ACTIVITY: Search the records for the word "instance" and copy each line in which it appears.

RECORD EXCERPTS:
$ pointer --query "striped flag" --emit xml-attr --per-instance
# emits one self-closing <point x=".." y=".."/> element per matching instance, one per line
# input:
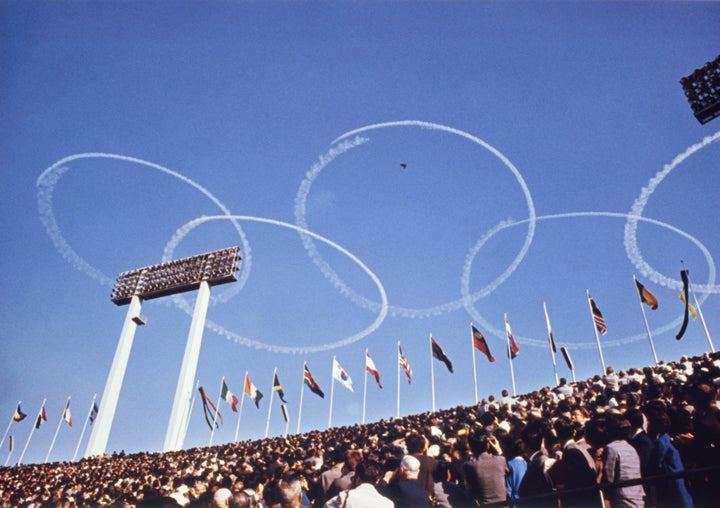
<point x="340" y="375"/>
<point x="18" y="416"/>
<point x="278" y="388"/>
<point x="646" y="296"/>
<point x="599" y="321"/>
<point x="66" y="414"/>
<point x="207" y="405"/>
<point x="229" y="396"/>
<point x="42" y="417"/>
<point x="252" y="391"/>
<point x="404" y="364"/>
<point x="440" y="354"/>
<point x="370" y="367"/>
<point x="513" y="349"/>
<point x="310" y="382"/>
<point x="480" y="343"/>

RESPONSE:
$ pointer --query "striped flag" --emit xml-attr --per-instance
# emits one self-closing <point x=".." y=".."/> element per matching instance, one per line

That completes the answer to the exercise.